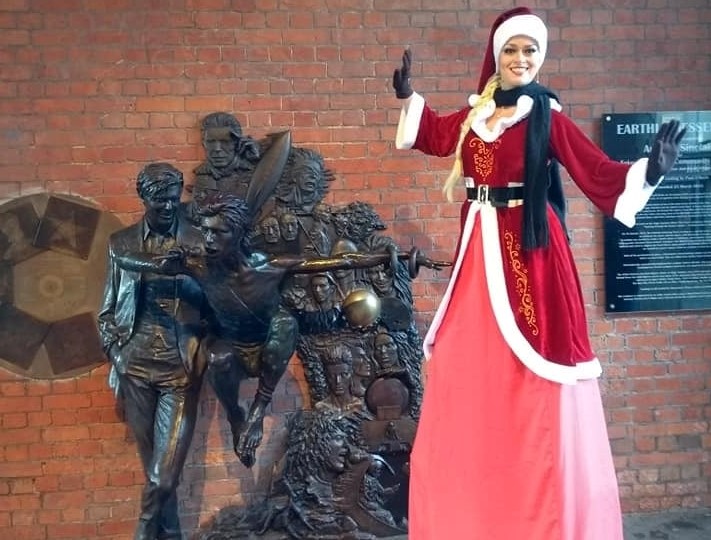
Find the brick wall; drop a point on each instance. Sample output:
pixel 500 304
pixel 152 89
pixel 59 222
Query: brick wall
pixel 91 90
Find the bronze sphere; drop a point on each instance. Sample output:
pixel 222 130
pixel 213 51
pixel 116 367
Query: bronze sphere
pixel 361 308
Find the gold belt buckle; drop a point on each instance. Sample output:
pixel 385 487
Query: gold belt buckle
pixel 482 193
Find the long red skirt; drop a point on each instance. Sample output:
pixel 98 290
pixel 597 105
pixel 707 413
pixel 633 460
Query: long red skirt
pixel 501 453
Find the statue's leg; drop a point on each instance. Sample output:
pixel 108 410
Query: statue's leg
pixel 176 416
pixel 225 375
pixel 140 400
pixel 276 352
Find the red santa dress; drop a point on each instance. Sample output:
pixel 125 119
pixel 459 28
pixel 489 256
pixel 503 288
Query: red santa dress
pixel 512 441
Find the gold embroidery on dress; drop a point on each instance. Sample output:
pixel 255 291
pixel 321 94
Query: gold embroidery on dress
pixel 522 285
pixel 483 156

▬▬▬

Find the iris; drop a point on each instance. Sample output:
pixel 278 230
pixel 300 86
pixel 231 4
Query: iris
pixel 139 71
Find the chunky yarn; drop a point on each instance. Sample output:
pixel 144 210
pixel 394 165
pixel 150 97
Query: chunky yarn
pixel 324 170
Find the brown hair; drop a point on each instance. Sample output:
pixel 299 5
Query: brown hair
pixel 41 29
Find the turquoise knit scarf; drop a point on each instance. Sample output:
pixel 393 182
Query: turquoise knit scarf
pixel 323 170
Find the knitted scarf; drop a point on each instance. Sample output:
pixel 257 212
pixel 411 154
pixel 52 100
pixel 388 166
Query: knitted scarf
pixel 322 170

▬▬▬

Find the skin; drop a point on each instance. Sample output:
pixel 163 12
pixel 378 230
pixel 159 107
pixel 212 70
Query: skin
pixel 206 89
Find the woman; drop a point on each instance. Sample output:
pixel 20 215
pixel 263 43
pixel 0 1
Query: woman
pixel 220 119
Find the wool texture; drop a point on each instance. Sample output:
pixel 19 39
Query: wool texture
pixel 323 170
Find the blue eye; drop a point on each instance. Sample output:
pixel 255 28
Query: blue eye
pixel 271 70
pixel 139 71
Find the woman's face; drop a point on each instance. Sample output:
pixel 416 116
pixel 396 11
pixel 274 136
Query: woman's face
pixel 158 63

▬▬▬

> _Given problem_
Report the number of lines in the records above that contain the string "long". Output the count alone.

> _Solved exercise_
2